* TASK: Using the data below, copy every line that contains the word "then".

* DATA FOR ANALYSIS:
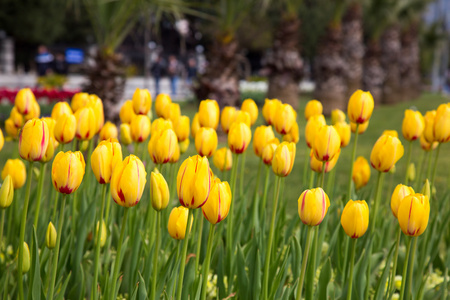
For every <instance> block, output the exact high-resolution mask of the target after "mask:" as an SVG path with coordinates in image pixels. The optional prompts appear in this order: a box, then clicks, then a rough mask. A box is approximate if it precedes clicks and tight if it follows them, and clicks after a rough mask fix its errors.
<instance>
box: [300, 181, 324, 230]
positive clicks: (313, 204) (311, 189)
mask: <svg viewBox="0 0 450 300" xmlns="http://www.w3.org/2000/svg"><path fill="white" fill-rule="evenodd" d="M328 207H330V199H328V195H327V194H326V193H325V192H324V191H323V190H322V188H315V189H311V190H306V191H304V192H303V193H302V194H301V195H300V197H299V198H298V215H299V216H300V219H301V220H302V222H303V224H305V225H308V226H317V225H319V224H320V223H322V221H323V218H325V215H326V214H327V211H328Z"/></svg>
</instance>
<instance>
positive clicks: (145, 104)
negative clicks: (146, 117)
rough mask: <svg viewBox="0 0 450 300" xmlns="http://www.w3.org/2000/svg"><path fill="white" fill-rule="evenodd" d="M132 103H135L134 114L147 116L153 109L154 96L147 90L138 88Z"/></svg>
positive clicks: (132, 99)
mask: <svg viewBox="0 0 450 300" xmlns="http://www.w3.org/2000/svg"><path fill="white" fill-rule="evenodd" d="M131 101H132V102H133V109H134V112H135V113H136V114H138V115H146V114H147V113H148V111H149V110H150V109H151V108H152V96H151V95H150V92H149V91H148V90H147V89H139V88H137V89H136V90H135V91H134V94H133V98H132V100H131Z"/></svg>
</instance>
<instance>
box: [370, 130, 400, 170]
mask: <svg viewBox="0 0 450 300" xmlns="http://www.w3.org/2000/svg"><path fill="white" fill-rule="evenodd" d="M403 152H404V149H403V145H402V143H401V142H400V140H399V139H398V138H396V137H393V136H390V135H382V136H381V137H380V138H379V139H378V140H377V142H376V143H375V145H374V146H373V148H372V153H371V154H370V163H371V165H372V167H374V168H375V169H377V170H378V171H380V172H389V171H390V170H391V169H392V167H393V166H394V165H395V164H396V163H397V161H398V160H399V159H400V158H401V157H402V156H403Z"/></svg>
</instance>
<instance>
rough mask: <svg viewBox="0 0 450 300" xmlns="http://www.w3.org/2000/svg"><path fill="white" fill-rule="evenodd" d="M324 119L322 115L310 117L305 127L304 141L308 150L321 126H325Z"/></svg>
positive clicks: (311, 145) (317, 115)
mask: <svg viewBox="0 0 450 300" xmlns="http://www.w3.org/2000/svg"><path fill="white" fill-rule="evenodd" d="M325 125H326V122H325V117H324V116H323V115H317V116H311V117H310V118H309V120H308V122H307V123H306V127H305V141H306V145H307V146H308V147H309V148H312V145H313V142H314V139H315V137H316V134H317V132H318V131H319V129H320V128H321V127H322V126H325Z"/></svg>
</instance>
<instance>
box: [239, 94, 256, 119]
mask: <svg viewBox="0 0 450 300" xmlns="http://www.w3.org/2000/svg"><path fill="white" fill-rule="evenodd" d="M241 110H242V111H245V112H248V114H249V115H250V120H251V124H250V125H253V124H255V122H256V120H257V119H258V106H257V105H256V103H255V101H253V99H245V100H244V102H242V105H241Z"/></svg>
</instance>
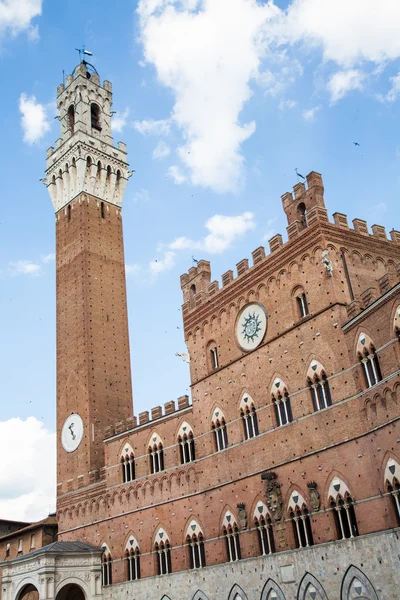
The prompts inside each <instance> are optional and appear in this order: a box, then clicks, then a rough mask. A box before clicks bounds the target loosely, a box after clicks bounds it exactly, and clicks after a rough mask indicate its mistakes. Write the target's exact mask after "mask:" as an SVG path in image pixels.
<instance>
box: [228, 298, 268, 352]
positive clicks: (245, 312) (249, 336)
mask: <svg viewBox="0 0 400 600" xmlns="http://www.w3.org/2000/svg"><path fill="white" fill-rule="evenodd" d="M267 318H268V315H267V312H266V310H265V308H264V307H263V306H262V304H257V303H253V304H247V306H245V307H244V308H242V310H241V312H240V314H239V317H238V320H237V323H236V338H237V341H238V342H239V345H240V347H241V348H242V349H243V350H247V351H248V350H253V349H254V348H257V346H259V345H260V344H261V342H262V341H263V339H264V336H265V332H266V331H267Z"/></svg>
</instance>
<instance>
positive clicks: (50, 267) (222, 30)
mask: <svg viewBox="0 0 400 600" xmlns="http://www.w3.org/2000/svg"><path fill="white" fill-rule="evenodd" d="M377 6H378V5H377V4H376V2H373V1H372V0H346V1H345V0H298V1H295V2H286V1H285V2H283V1H280V2H278V1H277V2H276V3H275V4H273V3H267V2H262V1H261V0H258V1H256V0H229V1H228V0H204V2H203V1H200V0H184V1H178V0H176V1H175V0H169V1H168V0H141V1H140V2H134V1H128V0H125V1H121V2H118V3H114V4H112V3H110V2H106V1H105V0H86V2H78V0H64V1H63V2H50V1H49V0H47V1H46V0H44V1H43V2H42V1H41V0H6V1H4V0H0V68H1V77H2V95H1V112H0V127H1V132H2V139H3V143H2V144H1V146H0V155H1V164H2V167H3V168H2V174H3V176H2V194H1V198H2V210H1V215H0V336H1V338H0V339H1V344H0V365H1V380H2V393H1V403H0V430H1V429H2V430H3V436H2V437H0V439H1V440H2V441H0V447H1V444H3V445H4V449H3V453H4V452H7V453H10V448H13V447H14V446H13V444H17V442H18V440H19V438H20V437H22V435H24V436H25V439H26V438H29V439H30V440H31V441H30V442H29V443H30V444H31V445H32V449H33V450H32V452H36V454H35V455H34V456H36V457H37V459H36V460H38V461H40V460H41V458H42V456H43V454H44V453H46V454H48V448H49V445H50V446H51V447H54V435H53V432H54V428H55V273H54V258H53V254H54V212H53V208H52V205H51V202H50V198H49V196H48V194H47V191H46V188H45V187H44V186H43V185H42V184H41V183H40V182H39V179H40V178H41V177H43V175H44V169H45V151H46V149H47V148H48V147H49V146H50V145H52V144H54V142H55V140H56V139H57V137H58V121H57V120H55V119H54V116H55V114H56V107H55V92H56V87H57V85H58V84H59V83H61V82H62V77H63V70H64V71H65V74H66V75H67V74H69V73H71V72H72V70H73V68H74V67H75V65H76V63H77V62H78V56H77V53H76V52H75V50H74V48H76V47H79V46H80V45H82V44H85V45H86V47H87V48H88V49H89V50H90V51H92V52H93V53H94V56H93V63H94V64H95V66H96V68H97V70H98V71H99V73H100V76H101V78H102V79H109V80H111V81H112V83H113V92H114V106H113V109H114V110H116V111H117V114H116V115H115V116H114V117H113V119H114V139H115V141H116V142H117V141H118V140H122V141H124V142H126V143H127V145H128V152H129V154H128V156H129V162H130V166H131V168H133V169H135V170H136V172H135V174H134V176H133V177H132V178H131V179H130V182H129V185H128V189H127V193H126V196H125V200H124V208H123V215H124V236H125V251H126V263H127V265H128V274H127V289H128V306H129V320H130V341H131V355H132V373H133V391H134V401H135V413H136V414H137V413H138V412H140V411H142V410H147V409H150V408H151V407H153V406H156V405H158V404H163V403H164V402H166V401H168V400H171V399H176V398H177V397H178V396H180V395H182V394H184V393H188V388H189V376H188V375H189V373H188V366H187V365H186V363H184V362H182V361H181V360H180V359H179V358H177V357H176V356H175V353H176V352H177V351H184V350H185V344H184V339H183V332H182V324H181V312H180V306H181V303H182V297H181V290H180V285H179V276H180V275H181V274H182V273H183V272H185V271H187V270H188V269H189V268H190V267H191V265H192V260H191V257H192V255H194V256H195V257H196V258H197V259H199V258H205V259H207V260H210V261H211V266H212V274H213V279H220V277H221V274H222V273H224V272H225V271H226V270H228V269H230V268H232V269H235V265H236V263H237V262H239V260H241V259H242V258H244V257H249V258H250V257H251V252H252V250H254V249H255V248H257V247H258V246H260V245H262V244H265V245H266V247H267V248H268V242H267V240H268V239H269V238H270V237H272V235H274V234H275V233H278V232H280V233H282V234H283V235H284V239H286V237H285V227H286V222H285V218H284V214H283V211H282V210H281V202H280V196H281V194H283V193H284V192H286V191H289V190H291V188H292V186H293V185H294V184H295V183H296V176H295V168H296V167H297V168H298V169H299V172H300V173H302V174H303V175H306V174H307V173H308V172H310V171H311V170H316V171H319V172H320V173H322V175H323V178H324V183H325V199H326V204H327V208H328V211H329V213H330V214H332V213H333V212H335V211H339V212H344V213H346V214H348V216H349V220H351V219H353V218H355V217H358V218H363V219H366V220H367V221H368V223H369V225H372V224H374V223H378V224H382V225H384V226H386V228H387V231H389V230H390V229H392V228H393V227H394V228H396V229H399V225H400V223H399V219H398V204H399V200H398V198H399V192H400V175H399V166H400V143H399V101H400V41H399V36H398V31H399V26H400V5H399V4H398V2H397V1H396V0H382V1H381V2H380V3H379V10H378V11H376V8H377ZM354 141H357V142H358V143H359V144H360V146H355V145H354V144H353V142H354ZM396 209H397V210H396ZM155 260H157V262H154V261H155ZM52 444H53V446H52ZM17 447H18V446H17V445H16V446H15V448H16V451H17ZM14 470H15V463H14V464H12V463H11V462H10V464H9V465H8V466H7V465H5V466H2V467H1V466H0V484H1V482H2V483H3V484H4V485H5V486H7V488H8V490H9V492H8V496H9V497H7V498H6V497H4V498H2V497H0V512H2V513H3V516H9V517H11V514H10V511H11V513H12V515H13V516H15V518H17V517H16V515H17V513H18V517H26V518H36V516H40V514H42V513H43V512H44V513H45V512H46V510H47V507H48V506H50V505H51V503H52V502H53V500H52V494H53V492H52V486H53V484H54V478H53V479H52V478H50V477H49V481H48V482H47V483H46V486H45V487H46V490H45V491H43V489H42V490H40V489H37V488H36V487H35V486H36V485H37V484H35V482H33V481H32V483H31V484H29V485H28V484H27V487H26V489H23V490H21V489H19V488H18V489H17V488H16V487H15V485H14V483H13V481H14V480H13V478H12V472H13V471H14ZM49 470H50V471H51V468H49ZM0 487H3V486H2V485H0ZM16 507H18V508H16ZM39 513H40V514H39ZM0 516H1V515H0Z"/></svg>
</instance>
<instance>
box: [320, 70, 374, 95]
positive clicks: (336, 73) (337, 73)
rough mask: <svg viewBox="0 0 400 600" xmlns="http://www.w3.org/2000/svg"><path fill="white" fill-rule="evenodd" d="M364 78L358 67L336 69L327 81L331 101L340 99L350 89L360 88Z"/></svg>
mask: <svg viewBox="0 0 400 600" xmlns="http://www.w3.org/2000/svg"><path fill="white" fill-rule="evenodd" d="M364 79H365V75H364V73H363V72H362V71H359V70H358V69H350V70H348V71H338V72H337V73H335V74H334V75H332V77H331V78H330V80H329V82H328V89H329V91H330V93H331V98H332V102H337V101H338V100H341V99H342V98H343V97H344V96H345V95H346V94H347V93H348V92H350V91H354V90H362V89H363V83H364Z"/></svg>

* PROBLEM SOLUTION:
For every <instance> block, output the exact high-resolution mask of the target after "mask:" as an SVG path with coordinates in image pixels. The optional prompts appear in this order: a box, then clicks, then a rough mask. A box is approximate if it precedes clicks and tight if it follows them, and clicks after a rough mask fix its errors.
The prompts inside each <instance> are optional and appear in this order: a box, then clicks, then a rough mask. A box before clicks bounds the target loosely, a box after clicks bounds it exactly, and clicks after a rough mask indicate its mistakes. Write the target's exact mask after "mask:" as an SVG path in image pixels.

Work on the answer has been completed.